### Description of the task
Write the listing out again, all of it, word for word.

** Start of Records for processing **

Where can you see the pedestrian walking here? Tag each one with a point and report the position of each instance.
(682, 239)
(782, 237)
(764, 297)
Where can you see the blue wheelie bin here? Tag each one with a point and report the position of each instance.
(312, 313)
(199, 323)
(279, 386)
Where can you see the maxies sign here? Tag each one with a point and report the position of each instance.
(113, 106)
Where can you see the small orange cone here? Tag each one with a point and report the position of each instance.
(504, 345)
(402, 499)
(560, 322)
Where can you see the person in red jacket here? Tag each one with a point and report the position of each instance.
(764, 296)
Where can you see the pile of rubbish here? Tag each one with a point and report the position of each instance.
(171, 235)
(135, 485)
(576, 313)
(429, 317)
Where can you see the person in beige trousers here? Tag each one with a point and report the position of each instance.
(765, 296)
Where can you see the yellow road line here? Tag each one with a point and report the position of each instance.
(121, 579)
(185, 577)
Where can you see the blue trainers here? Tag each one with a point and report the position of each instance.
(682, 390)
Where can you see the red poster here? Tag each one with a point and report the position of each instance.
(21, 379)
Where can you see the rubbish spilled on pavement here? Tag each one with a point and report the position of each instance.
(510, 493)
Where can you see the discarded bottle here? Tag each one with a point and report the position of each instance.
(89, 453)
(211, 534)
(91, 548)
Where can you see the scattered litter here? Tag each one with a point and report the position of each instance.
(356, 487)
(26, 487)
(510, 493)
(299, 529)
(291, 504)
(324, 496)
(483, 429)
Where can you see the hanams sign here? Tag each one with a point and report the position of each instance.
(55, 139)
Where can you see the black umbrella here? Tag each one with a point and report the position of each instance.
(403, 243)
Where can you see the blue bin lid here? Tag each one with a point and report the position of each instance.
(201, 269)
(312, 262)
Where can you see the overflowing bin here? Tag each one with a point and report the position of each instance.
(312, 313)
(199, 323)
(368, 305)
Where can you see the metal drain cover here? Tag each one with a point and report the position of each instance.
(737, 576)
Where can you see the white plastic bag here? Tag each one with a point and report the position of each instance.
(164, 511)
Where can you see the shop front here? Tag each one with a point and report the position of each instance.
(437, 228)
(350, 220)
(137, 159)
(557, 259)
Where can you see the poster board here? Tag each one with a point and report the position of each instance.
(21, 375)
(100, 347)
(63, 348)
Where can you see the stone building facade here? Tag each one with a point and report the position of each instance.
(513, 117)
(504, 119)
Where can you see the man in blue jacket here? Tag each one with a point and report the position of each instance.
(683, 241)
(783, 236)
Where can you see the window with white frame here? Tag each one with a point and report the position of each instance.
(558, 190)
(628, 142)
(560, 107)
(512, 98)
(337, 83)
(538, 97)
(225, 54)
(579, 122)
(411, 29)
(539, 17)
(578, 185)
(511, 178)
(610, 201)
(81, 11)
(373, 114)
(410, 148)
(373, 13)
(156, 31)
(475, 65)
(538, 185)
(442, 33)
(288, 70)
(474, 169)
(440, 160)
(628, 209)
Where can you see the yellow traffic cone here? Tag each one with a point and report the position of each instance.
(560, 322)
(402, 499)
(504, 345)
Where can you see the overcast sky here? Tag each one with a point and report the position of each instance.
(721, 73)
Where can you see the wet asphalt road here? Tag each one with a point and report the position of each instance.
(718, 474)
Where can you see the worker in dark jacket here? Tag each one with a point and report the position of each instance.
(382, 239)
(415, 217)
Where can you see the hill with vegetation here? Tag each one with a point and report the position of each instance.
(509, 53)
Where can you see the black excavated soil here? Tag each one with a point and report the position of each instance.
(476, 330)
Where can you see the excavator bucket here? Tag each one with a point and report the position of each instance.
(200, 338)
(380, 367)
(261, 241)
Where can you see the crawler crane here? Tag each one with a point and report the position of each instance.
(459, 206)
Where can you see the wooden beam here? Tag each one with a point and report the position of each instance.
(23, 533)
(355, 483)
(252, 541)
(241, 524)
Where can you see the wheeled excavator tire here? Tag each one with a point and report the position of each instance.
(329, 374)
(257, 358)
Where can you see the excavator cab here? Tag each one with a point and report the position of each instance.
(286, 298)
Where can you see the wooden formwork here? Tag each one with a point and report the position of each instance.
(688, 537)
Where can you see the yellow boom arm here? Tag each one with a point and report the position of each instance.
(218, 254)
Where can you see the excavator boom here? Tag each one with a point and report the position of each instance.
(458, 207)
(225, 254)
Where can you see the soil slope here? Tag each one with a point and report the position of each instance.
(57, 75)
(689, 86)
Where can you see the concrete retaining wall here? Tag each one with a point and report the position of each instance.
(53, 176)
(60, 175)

** End of Records for processing **

### Output for this exercise
Where can you see the pedestrian walking here? Tag each one with a point and report the position of each instance.
(682, 239)
(782, 237)
(764, 297)
Where can you see the blue wheelie bin here? Tag each one with a point and report the position of each instance.
(312, 313)
(199, 323)
(279, 386)
Where can you see the maxies sign here? Tag each one with a point and report the position of each instance.
(113, 106)
Where can you see the small orange cone here? Tag each one with a point and report the position of each instance.
(504, 345)
(402, 499)
(560, 322)
Where can you see the person in red jacket here? Tag each one with a point and report the position of each instance.
(764, 296)
Where can you see the pile of rubbish here? Tag each one with a point and report the position of each instance.
(171, 235)
(135, 485)
(576, 313)
(429, 317)
Where can you see the person in beige trousers here? Tag each one with a point and report the position of each instance.
(765, 296)
Where can you see the yellow road line here? Tag each one with a point and report the position of each instance.
(121, 579)
(185, 577)
Where can you see the blue trainers here? Tag each one with a point and report the position of each instance.
(682, 390)
Where can you see the red poster here? Tag each one with a point and report the position of each instance.
(21, 379)
Where can you see the rubbish spilled on pavement here? Tag each one with a point and report the position of each instance.
(510, 493)
Where can you see the discarded bottle here? Tag each one with a point and report the position of each instance.
(89, 453)
(211, 534)
(91, 548)
Where can you see the scattered litter here? Tag each one with a point and report the position of each instance.
(356, 487)
(26, 487)
(510, 493)
(299, 529)
(291, 504)
(324, 496)
(483, 429)
Where can you see the hanams sign here? Tag each one with a point and report the position of each instance.
(55, 139)
Where can you see the black umbrella here? Tag each one with a point and report the position of each instance.
(403, 243)
Where can you see the blue bin lid here? Tag each one with a point and report the position of each instance.
(201, 269)
(312, 262)
Where can you see the overflowing bin here? Tag each one with a point and report the position of each instance.
(312, 313)
(199, 323)
(368, 305)
Where can you see the metal drain cover here? Tag each one with a point and report the position of each instance.
(737, 576)
Where can you see the white plastic bag here? Tag each one with a point and report the position of each instance.
(164, 511)
Where can you see the shop front here? Tag each one with a point and report the position of each instance.
(437, 228)
(350, 220)
(137, 159)
(557, 259)
Where can you see the poster board here? Tag each one with a point and report the position of each instance.
(21, 375)
(100, 347)
(63, 348)
Where can you see the stone building facade here? Tag each one with a point and report the position of each instance.
(513, 117)
(504, 119)
Where can you see the man in blue jacket here? Tag each one with a point and report the position of each instance.
(683, 241)
(783, 236)
Where can you see the window with white frame here? Tag each one with a point and report the position of each instance.
(558, 190)
(628, 142)
(560, 107)
(512, 98)
(337, 83)
(538, 97)
(225, 54)
(579, 122)
(411, 29)
(539, 17)
(578, 185)
(511, 178)
(610, 201)
(81, 11)
(373, 114)
(410, 148)
(373, 13)
(156, 31)
(475, 65)
(538, 185)
(442, 33)
(288, 70)
(474, 169)
(440, 160)
(628, 209)
Where can you see the yellow traffic cone here? Tag each one with a point and report the position of each instance.
(560, 322)
(402, 499)
(504, 345)
Where can you see the overcast sky here? Tag each one with a point and report the position of each instance.
(721, 73)
Where can you see the wet asphalt road here? Tag each one with a point and report the position of each instance.
(718, 474)
Where can you see the worker in dark jacket here? Tag each one with a point and report the position of each instance.
(382, 239)
(415, 217)
Where can you see the hill with vegetation here? Tag each one with a point and report the position of each instance.
(509, 53)
Where can you see the black excavated soil here? Tag each one with a point and report the position of each instance.
(476, 330)
Where can you see the excavator bucket here? Tag each one with a point and report the position of each instance.
(200, 338)
(380, 367)
(261, 241)
Where can you see the crawler crane here? Tag each one with a point and report the position of each instance.
(459, 206)
Where can you see the wooden beam here? Tag each one with a point and report the position of each instance.
(23, 533)
(355, 483)
(252, 541)
(241, 524)
Where can you see the wheeled excavator tire here? Tag each one with a point and report the position of each instance.
(329, 374)
(257, 358)
Where can you see the excavator cab here? Tag each one with a point and report the position of each instance.
(286, 298)
Where can you see the wooden formwork here? Tag each one with a point and report the position of each instance.
(688, 537)
Where can you see the yellow boom arm here? Tag each one with a point and report the position of each instance.
(218, 254)
Where can you see the excavator boom here? Tag each one with a point and report the position of each instance.
(458, 207)
(225, 254)
Where can you see the soil slope here? Tag each one with a point and report the position of each instance.
(57, 75)
(689, 86)
Where can you see the concrete retaining wall here? Tag each one with a point and report the position of each instance.
(53, 176)
(60, 175)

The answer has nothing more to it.